**EXERCISE PROMPT:**
Return each line of the records below that contains the word "clicks", copied in full.

**SUPPLIED MATERIAL:**
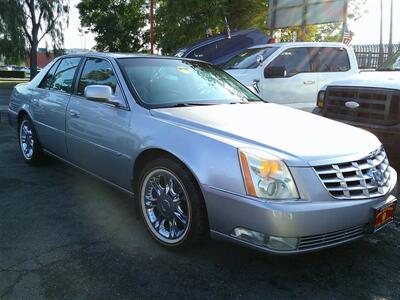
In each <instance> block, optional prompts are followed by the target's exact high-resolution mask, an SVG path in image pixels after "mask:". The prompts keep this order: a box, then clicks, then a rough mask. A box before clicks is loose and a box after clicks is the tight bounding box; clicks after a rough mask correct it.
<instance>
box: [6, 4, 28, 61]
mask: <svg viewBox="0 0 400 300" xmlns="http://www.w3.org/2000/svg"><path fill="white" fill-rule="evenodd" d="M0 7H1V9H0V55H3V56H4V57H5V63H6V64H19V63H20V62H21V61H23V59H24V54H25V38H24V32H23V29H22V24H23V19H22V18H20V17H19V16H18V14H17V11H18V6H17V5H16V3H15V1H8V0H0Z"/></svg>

--

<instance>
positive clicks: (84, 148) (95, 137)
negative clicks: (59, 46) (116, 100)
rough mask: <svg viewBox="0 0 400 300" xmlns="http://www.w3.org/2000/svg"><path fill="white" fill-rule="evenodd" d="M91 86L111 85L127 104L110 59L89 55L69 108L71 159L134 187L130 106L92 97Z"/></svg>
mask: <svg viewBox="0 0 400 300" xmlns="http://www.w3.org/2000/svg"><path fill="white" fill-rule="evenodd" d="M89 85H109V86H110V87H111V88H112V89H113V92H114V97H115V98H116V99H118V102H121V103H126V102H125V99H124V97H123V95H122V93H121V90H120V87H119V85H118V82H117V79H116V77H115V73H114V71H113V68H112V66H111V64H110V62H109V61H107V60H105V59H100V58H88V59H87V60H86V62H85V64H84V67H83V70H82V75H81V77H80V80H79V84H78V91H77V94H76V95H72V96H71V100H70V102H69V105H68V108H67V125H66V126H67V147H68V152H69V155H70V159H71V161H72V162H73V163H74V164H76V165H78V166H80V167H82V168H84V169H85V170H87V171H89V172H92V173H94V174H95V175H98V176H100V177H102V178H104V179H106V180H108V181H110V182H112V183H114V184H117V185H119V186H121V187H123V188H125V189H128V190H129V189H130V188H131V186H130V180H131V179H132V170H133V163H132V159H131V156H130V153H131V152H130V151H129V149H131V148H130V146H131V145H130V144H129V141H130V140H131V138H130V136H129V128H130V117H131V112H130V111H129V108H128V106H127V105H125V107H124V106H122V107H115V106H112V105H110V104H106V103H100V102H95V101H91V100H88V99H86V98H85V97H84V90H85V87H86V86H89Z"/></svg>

**SOLUTION TO THIS PROBLEM:**
In each <instance> block, optional prompts are followed by the target's exact high-resolution mask, an SVG path in image pixels after "mask:". The prompts keep this order: a box, then clicks, then a rough mask. A box before clicks is loose and a box after clicks is the tight bounding box; clicks after a rough mask correct it.
positive clicks: (84, 148) (95, 137)
negative clicks: (59, 46) (116, 100)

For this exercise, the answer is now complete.